=== PAGE TEXT ===
According to the Muscular Dystrophy Association, the onset of DMD typically occurs between two and six years of age, with death occurring usually before 20 years of age. Our clinical objective of skipping exon 51 is to reduce or mitigate the decline of DMD patients by the production of a functional version of dystrophin as has been proposed by leaders in the field.
We are awaiting regulatory approval to begin a proof–of–principle clinical trial in the United Kingdom. In brief, this study will recruit up to nine boys with DMD. Each boy will receive a single, intramuscular administration of AVI–4658 at a pre–determined dosage level. Approximately two to four weeks following dosing, the injected muscle will be biopsied and examined for molecular evidence of dystrophin production. The identification of dystrophin within the biopsied muscle will represent a positive endpoint.
=== EXTRACTED ENTRIES ===
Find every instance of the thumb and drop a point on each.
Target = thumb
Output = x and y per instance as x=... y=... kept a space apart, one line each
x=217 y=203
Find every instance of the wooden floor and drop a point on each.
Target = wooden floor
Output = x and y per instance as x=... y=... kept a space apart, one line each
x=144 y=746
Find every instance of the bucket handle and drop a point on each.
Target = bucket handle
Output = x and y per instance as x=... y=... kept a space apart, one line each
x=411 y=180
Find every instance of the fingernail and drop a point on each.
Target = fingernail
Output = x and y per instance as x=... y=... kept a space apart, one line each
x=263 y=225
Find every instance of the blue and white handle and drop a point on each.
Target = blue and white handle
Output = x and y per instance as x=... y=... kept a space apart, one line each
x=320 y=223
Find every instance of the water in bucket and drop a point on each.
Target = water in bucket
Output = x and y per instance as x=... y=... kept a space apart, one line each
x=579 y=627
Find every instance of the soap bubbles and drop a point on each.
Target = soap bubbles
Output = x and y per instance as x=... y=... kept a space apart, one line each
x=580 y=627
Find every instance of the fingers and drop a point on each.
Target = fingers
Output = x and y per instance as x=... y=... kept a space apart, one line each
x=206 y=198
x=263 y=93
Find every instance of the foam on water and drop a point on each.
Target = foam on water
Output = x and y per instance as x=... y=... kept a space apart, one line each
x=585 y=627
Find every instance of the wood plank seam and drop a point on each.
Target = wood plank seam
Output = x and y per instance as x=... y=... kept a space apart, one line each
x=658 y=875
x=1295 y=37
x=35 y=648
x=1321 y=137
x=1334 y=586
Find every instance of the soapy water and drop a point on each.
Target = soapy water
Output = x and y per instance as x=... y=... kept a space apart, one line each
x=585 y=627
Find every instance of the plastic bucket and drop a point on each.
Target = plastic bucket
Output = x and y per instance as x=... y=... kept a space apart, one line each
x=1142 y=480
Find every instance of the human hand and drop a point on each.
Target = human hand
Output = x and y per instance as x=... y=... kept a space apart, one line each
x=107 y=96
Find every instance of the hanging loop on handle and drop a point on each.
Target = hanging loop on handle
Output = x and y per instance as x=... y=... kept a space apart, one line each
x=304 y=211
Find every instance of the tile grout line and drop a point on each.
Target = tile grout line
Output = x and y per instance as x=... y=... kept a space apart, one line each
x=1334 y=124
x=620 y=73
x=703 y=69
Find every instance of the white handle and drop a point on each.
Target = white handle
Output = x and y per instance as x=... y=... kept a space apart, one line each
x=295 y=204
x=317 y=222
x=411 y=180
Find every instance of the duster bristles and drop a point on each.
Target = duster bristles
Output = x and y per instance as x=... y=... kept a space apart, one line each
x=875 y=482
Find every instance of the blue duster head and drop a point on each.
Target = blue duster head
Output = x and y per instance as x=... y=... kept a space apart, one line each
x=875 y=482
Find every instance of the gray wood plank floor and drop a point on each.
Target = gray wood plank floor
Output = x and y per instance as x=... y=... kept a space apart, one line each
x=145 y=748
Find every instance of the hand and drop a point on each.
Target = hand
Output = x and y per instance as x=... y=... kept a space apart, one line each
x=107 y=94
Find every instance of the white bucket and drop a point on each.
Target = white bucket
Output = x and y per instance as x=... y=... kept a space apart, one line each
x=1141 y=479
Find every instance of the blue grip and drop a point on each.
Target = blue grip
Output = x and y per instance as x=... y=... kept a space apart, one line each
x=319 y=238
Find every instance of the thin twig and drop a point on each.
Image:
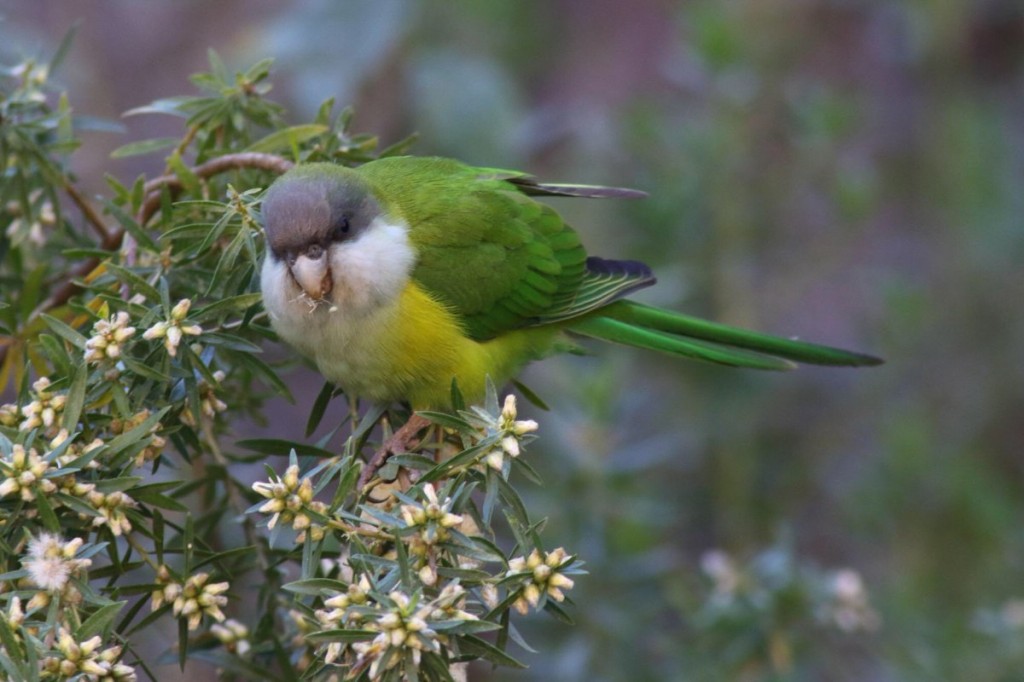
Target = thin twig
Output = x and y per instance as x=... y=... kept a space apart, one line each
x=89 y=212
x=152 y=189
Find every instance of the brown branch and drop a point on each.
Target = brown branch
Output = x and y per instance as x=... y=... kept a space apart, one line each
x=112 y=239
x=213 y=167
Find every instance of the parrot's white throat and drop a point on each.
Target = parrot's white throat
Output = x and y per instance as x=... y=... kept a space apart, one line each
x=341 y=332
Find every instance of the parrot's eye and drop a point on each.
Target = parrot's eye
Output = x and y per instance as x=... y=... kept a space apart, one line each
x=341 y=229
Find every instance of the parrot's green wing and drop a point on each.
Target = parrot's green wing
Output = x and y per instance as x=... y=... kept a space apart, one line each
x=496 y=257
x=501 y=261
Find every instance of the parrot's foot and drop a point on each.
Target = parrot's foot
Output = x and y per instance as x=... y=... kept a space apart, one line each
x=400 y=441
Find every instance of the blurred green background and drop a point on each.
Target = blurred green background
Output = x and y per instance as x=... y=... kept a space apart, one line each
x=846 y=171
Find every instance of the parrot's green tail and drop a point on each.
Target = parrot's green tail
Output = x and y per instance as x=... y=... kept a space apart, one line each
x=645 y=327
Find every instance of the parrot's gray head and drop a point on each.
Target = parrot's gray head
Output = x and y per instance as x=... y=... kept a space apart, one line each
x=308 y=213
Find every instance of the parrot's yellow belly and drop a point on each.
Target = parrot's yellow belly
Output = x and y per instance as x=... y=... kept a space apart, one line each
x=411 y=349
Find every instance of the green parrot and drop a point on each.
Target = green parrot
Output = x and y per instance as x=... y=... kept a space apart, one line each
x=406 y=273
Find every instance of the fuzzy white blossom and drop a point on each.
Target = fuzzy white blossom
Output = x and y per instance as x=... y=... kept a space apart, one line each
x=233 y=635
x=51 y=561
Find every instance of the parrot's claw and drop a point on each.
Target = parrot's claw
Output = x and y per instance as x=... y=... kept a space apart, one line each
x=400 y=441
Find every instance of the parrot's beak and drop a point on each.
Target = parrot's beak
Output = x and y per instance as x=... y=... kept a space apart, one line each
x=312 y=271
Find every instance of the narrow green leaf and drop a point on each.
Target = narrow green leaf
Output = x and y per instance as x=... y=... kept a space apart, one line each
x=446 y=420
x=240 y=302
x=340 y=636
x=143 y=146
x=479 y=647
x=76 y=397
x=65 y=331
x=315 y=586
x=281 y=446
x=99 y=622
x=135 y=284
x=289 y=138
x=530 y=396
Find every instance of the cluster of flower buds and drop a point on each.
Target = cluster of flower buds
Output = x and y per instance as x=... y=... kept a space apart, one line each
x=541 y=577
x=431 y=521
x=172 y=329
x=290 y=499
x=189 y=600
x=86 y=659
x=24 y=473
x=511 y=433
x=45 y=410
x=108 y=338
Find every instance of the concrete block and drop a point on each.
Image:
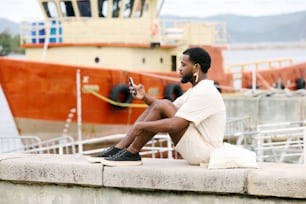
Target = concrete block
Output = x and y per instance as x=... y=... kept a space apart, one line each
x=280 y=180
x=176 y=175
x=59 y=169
===
=== EXTRACTED ENTRIES ===
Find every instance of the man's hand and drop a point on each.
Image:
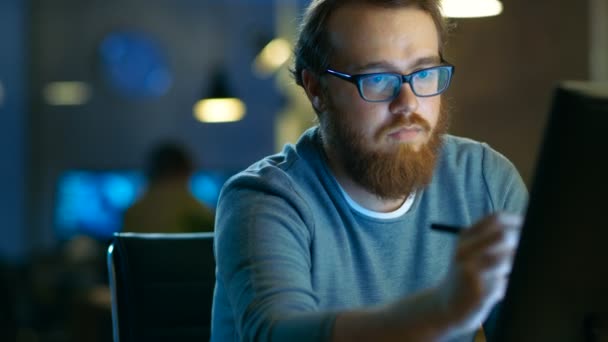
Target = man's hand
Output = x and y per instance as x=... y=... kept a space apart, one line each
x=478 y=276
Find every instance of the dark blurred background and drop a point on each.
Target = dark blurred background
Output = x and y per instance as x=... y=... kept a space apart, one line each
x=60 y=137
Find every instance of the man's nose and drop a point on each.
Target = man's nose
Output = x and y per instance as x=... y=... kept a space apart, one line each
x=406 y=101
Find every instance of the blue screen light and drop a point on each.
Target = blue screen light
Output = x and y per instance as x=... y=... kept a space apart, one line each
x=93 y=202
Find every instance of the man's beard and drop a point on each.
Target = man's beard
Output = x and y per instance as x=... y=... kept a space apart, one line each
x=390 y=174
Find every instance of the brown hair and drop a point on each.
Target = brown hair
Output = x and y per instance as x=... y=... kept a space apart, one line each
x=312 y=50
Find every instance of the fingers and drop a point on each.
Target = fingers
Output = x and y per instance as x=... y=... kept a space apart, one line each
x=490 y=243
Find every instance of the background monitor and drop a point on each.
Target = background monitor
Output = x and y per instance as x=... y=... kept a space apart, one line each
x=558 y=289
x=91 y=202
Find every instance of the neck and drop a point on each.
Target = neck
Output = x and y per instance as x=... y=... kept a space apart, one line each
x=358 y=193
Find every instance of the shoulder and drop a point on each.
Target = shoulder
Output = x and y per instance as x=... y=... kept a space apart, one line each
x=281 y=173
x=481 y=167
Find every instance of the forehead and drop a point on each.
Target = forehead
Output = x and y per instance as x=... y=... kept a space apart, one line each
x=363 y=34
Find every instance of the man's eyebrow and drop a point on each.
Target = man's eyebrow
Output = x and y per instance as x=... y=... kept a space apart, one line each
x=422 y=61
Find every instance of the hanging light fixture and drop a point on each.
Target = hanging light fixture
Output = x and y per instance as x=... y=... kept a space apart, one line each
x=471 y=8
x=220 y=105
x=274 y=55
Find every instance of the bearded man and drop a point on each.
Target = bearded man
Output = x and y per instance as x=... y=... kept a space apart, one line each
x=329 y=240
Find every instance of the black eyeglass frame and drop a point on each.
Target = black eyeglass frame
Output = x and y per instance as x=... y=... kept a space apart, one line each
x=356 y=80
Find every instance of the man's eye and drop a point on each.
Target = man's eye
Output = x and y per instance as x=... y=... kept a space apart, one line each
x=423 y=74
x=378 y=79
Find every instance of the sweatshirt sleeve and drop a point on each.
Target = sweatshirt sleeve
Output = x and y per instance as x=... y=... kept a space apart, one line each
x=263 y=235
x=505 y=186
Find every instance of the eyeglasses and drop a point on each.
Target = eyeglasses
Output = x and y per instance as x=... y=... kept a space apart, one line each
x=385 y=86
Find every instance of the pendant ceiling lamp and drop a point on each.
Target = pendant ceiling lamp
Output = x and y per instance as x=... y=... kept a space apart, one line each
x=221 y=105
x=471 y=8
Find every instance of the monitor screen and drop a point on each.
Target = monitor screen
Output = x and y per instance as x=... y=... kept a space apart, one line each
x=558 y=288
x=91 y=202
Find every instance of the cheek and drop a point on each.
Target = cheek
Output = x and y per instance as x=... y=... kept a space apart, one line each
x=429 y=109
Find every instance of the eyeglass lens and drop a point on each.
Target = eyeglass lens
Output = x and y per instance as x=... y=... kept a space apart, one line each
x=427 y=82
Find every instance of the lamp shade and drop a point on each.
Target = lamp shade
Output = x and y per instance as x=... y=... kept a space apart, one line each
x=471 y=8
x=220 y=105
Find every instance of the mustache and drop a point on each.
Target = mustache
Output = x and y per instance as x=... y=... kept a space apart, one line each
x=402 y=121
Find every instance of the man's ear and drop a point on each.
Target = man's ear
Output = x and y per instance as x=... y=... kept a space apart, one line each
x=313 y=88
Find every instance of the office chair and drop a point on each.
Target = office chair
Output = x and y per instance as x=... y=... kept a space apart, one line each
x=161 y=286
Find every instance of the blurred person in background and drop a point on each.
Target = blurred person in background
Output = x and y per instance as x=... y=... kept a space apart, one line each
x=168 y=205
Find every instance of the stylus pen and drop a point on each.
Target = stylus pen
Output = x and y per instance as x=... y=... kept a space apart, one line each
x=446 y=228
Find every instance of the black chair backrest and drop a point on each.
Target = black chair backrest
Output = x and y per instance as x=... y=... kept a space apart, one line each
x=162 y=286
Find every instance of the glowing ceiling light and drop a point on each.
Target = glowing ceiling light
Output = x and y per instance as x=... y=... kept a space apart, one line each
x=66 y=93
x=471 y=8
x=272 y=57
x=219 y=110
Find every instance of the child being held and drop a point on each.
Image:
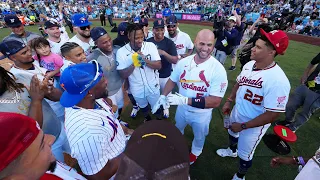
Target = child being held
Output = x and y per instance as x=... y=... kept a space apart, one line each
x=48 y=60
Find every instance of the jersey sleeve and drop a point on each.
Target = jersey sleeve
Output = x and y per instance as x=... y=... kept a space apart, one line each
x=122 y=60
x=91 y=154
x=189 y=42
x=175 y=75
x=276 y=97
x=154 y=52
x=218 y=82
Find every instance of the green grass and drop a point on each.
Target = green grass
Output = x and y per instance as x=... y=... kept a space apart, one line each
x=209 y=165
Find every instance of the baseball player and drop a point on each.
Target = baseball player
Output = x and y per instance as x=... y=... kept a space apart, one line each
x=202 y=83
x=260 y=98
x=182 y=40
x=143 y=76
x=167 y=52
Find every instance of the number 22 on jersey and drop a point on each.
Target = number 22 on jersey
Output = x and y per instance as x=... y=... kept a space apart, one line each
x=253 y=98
===
=== EXTRACTED ENTRIES ===
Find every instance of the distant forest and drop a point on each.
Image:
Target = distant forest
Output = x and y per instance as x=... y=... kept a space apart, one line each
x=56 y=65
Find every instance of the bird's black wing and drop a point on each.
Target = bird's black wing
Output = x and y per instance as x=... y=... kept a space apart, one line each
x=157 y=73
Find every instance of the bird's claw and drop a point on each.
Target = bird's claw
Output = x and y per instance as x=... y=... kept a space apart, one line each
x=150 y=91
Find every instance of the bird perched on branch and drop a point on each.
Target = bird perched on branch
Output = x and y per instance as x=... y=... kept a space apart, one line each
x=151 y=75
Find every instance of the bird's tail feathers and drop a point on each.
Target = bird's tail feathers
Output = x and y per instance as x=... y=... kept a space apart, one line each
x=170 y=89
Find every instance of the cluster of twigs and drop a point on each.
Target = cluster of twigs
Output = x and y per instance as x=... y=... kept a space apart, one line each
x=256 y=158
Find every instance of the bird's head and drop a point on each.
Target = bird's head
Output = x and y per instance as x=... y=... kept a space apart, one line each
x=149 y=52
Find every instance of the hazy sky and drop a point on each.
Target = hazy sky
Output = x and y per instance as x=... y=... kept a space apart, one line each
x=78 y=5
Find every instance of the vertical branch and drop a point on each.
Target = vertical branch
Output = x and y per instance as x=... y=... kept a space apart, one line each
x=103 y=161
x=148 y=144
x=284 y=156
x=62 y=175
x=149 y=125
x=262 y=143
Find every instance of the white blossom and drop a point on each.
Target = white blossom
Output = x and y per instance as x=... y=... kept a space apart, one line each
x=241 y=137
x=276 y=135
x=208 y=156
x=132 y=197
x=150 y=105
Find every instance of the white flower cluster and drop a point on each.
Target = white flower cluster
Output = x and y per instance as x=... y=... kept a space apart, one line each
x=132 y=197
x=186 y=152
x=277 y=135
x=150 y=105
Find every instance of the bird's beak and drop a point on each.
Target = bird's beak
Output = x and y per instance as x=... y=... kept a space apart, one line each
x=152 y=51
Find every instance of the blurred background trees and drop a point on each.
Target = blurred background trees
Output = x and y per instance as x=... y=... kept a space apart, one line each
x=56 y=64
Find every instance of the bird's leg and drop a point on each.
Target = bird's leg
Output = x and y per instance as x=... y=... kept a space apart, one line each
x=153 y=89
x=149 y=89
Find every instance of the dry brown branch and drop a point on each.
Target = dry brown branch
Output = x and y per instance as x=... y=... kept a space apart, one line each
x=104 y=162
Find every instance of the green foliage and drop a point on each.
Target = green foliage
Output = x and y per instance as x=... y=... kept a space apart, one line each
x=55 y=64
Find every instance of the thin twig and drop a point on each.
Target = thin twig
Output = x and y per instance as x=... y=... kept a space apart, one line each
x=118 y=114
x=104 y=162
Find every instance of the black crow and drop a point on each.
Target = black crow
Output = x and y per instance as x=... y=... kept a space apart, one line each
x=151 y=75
===
_WHAT THIS EXERCISE ASKS_.
A – Extract the part of the DMD trial text between "According to the" and "in the field.", inclusive.
B – Can you rewrite the paragraph of the DMD trial text that begins "We are awaiting regulatory approval" as a short list of its main facts?
C – In the DMD trial text, how long after dosing will the injected muscle be biopsied?

_ANSWERS PER TASK_.
A –
According to the Muscular Dystrophy Association, the onset of DMD typically occurs between two and six years of age, with death occurring usually before 20 years of age. Our clinical objective of skipping exon 51 is to reduce or mitigate the decline of DMD patients by the production of a functional version of dystrophin as has been proposed by leaders in the field.

B –
- The proof-of-principle clinical trial in the United Kingdom is awaiting regulatory approval.
- Up to nine boys with DMD will be recruited.
- Each boy will receive one intramuscular dose of AVI-4658 at a pre-determined level.
- About two to four weeks after dosing, the injected muscle will be biopsied and examined for molecular evidence of dystrophin production.
- Finding dystrophin in the biopsied muscle will count as a positive endpoint.

C – Approximately two to four weeks after dosing.